**Exercise details:** In the data below, find the line with "Where can the green tree" and output it along with every later line, exactly, but not the pictures.

**Material for this task:**
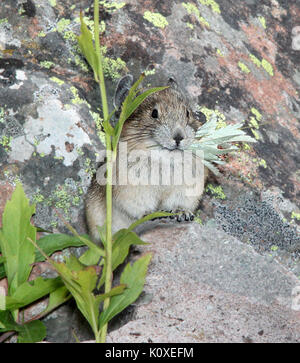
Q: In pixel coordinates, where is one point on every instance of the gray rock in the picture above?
(207, 286)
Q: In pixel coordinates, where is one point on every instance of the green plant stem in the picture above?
(109, 161)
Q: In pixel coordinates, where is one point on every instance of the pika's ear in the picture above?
(122, 90)
(172, 83)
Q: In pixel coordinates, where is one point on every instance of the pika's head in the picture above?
(163, 121)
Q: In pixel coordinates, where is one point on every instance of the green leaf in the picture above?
(56, 242)
(134, 277)
(127, 102)
(34, 331)
(56, 298)
(85, 41)
(81, 281)
(122, 240)
(30, 332)
(31, 291)
(16, 249)
(7, 322)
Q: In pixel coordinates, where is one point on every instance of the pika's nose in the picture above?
(178, 137)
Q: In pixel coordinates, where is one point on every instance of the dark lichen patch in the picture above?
(280, 168)
(28, 8)
(233, 12)
(134, 49)
(225, 96)
(40, 168)
(258, 223)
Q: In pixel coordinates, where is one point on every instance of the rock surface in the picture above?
(238, 60)
(212, 289)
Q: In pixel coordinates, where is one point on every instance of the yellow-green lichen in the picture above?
(38, 197)
(255, 60)
(113, 67)
(2, 113)
(47, 64)
(156, 19)
(5, 142)
(98, 122)
(76, 100)
(243, 67)
(246, 146)
(216, 191)
(62, 24)
(256, 113)
(57, 80)
(262, 21)
(89, 169)
(296, 216)
(192, 9)
(262, 163)
(112, 6)
(41, 34)
(190, 25)
(267, 67)
(253, 122)
(214, 6)
(218, 51)
(255, 134)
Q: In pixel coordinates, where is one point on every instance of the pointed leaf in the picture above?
(16, 249)
(32, 332)
(85, 41)
(31, 291)
(134, 277)
(56, 242)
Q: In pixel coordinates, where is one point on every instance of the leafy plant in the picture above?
(18, 256)
(77, 277)
(214, 141)
(117, 245)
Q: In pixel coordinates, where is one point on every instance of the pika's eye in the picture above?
(154, 113)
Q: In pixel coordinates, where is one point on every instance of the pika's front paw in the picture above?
(185, 216)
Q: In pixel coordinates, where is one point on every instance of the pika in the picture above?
(162, 128)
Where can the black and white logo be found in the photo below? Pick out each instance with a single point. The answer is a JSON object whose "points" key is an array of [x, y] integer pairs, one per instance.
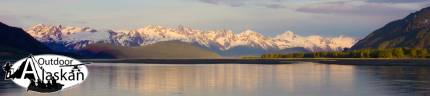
{"points": [[46, 73]]}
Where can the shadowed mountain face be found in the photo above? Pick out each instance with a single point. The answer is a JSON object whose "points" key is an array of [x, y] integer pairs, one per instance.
{"points": [[161, 50], [16, 41], [412, 31]]}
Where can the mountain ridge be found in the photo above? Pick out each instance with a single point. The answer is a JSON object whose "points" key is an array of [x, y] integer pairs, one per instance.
{"points": [[216, 40], [412, 31]]}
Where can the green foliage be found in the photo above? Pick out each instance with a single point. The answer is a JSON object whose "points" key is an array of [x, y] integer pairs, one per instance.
{"points": [[364, 53]]}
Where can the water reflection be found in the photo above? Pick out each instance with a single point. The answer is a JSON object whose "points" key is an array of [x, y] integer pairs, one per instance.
{"points": [[304, 79]]}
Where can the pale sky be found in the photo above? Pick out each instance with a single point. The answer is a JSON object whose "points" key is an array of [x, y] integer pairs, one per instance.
{"points": [[355, 18]]}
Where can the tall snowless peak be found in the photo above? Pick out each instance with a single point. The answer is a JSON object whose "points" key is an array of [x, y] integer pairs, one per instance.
{"points": [[221, 40], [413, 31]]}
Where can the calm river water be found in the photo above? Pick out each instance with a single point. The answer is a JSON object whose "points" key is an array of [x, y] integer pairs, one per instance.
{"points": [[301, 79]]}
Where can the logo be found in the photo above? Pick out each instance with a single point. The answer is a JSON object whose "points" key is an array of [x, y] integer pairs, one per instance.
{"points": [[46, 73]]}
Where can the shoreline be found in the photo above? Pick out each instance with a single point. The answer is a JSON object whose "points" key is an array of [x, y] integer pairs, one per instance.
{"points": [[341, 61]]}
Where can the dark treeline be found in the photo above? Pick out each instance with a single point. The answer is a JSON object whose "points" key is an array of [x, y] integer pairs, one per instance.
{"points": [[364, 53]]}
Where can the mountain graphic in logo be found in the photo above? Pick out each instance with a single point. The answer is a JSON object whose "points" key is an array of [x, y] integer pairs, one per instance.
{"points": [[46, 73]]}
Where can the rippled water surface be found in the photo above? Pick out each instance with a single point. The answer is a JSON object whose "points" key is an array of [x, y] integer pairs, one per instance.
{"points": [[301, 79]]}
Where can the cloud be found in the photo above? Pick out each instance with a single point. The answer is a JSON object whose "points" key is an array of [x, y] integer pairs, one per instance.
{"points": [[274, 4], [353, 8]]}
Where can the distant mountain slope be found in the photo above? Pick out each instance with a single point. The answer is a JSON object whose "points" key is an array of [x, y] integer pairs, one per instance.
{"points": [[164, 50], [224, 42], [412, 31], [15, 41]]}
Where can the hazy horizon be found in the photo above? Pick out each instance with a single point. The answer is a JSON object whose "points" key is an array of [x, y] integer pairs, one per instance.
{"points": [[355, 18]]}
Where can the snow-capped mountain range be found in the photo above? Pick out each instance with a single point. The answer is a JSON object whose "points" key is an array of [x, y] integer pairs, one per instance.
{"points": [[223, 40]]}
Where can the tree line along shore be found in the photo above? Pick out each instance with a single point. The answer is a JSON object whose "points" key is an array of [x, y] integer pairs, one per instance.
{"points": [[363, 53]]}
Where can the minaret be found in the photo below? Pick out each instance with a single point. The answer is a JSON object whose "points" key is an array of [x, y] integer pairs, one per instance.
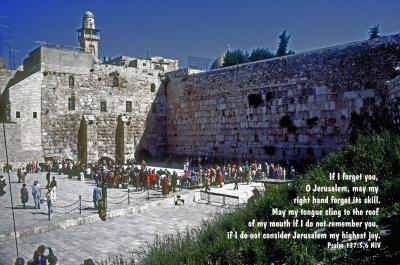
{"points": [[88, 35]]}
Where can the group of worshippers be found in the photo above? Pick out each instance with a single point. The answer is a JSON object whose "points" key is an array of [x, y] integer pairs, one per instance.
{"points": [[40, 257], [36, 190], [214, 174]]}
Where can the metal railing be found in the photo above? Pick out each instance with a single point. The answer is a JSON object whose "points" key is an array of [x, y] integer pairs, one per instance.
{"points": [[224, 199]]}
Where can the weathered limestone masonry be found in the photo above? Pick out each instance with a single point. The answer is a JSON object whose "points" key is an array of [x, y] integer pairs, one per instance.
{"points": [[293, 107], [64, 105], [60, 126], [394, 100]]}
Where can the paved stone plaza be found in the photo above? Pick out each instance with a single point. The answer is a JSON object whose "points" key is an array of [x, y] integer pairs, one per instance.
{"points": [[131, 231]]}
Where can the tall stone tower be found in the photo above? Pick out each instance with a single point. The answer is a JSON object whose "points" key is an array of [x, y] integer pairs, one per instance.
{"points": [[88, 35]]}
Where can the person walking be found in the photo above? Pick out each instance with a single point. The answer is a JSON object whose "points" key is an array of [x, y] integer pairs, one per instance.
{"points": [[53, 183], [48, 178], [50, 199], [36, 194], [174, 180], [24, 195], [97, 195]]}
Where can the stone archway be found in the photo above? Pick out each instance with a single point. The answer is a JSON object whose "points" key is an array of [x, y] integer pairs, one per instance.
{"points": [[106, 159], [87, 140], [121, 139], [143, 154]]}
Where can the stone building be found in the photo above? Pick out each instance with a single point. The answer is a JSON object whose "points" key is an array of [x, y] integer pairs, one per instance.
{"points": [[67, 104], [294, 107]]}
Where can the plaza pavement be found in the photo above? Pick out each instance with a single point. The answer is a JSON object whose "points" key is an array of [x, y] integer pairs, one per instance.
{"points": [[131, 231]]}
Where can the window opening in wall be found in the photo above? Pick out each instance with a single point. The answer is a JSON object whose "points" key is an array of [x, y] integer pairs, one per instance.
{"points": [[115, 81], [71, 81], [103, 106], [255, 100], [71, 103], [128, 106], [152, 87]]}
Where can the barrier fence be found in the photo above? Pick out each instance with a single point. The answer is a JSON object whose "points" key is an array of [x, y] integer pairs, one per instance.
{"points": [[84, 204], [224, 199]]}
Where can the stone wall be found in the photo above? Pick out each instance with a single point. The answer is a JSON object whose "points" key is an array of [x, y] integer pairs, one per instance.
{"points": [[25, 112], [61, 126], [393, 100], [293, 107]]}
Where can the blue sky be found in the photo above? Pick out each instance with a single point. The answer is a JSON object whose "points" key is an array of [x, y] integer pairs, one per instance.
{"points": [[177, 29]]}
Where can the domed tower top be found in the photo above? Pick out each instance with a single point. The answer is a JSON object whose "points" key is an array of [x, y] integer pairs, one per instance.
{"points": [[88, 35], [88, 20]]}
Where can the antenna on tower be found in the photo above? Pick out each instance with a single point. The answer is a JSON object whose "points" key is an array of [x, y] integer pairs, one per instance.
{"points": [[13, 58], [3, 26]]}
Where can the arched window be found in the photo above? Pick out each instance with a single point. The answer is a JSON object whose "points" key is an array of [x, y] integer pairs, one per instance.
{"points": [[115, 81], [71, 81], [152, 87]]}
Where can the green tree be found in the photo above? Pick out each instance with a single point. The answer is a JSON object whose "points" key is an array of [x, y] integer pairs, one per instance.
{"points": [[374, 32], [235, 57], [283, 45], [260, 54]]}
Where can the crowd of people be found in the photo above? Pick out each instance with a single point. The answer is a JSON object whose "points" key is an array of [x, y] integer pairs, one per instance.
{"points": [[196, 173], [40, 257], [106, 174]]}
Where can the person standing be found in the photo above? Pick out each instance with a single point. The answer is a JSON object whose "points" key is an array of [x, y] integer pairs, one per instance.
{"points": [[48, 178], [97, 195], [36, 194], [50, 199], [174, 181], [24, 195], [53, 182]]}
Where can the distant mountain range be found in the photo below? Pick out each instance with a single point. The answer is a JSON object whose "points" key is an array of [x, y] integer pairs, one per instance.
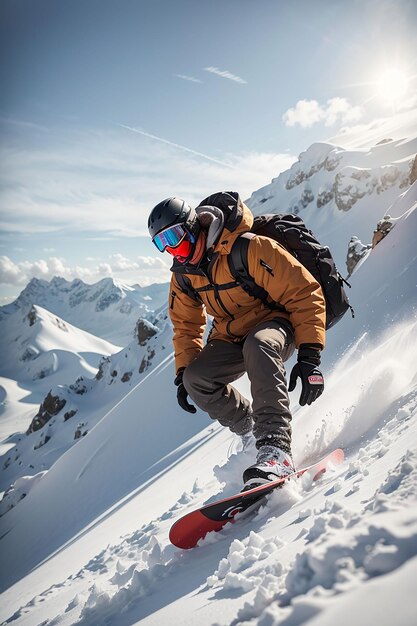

**Your response:**
Where can the green tree be found in the photo above? Pick out each instance with a single point. The answer is a JSON object whose "points" key is an array of [x, y] integer pairs, one per instance.
{"points": [[374, 32], [235, 57], [283, 45], [260, 54]]}
Where can the crowd of people be found in the photo above? Pick out each instance with a single point. The answer is a JSON object whose "points" key is an array of [x, y] integer pairs, one per instance.
{"points": [[196, 173], [40, 257], [106, 174]]}
Where can the person standing be found in the photo above? Pick out each instance with a single point. The answer is a JSON object whose "points" key is an array of [x, y] integer pairs, one per instance.
{"points": [[48, 178], [97, 195], [36, 194], [50, 199], [174, 181], [24, 195], [53, 182]]}
Where can the distant mountain range be found in the photo below? Pick out each instance with a single point. The answer is a JSON object whose "points" key is an array of [x, y] integer pairs, one per instance.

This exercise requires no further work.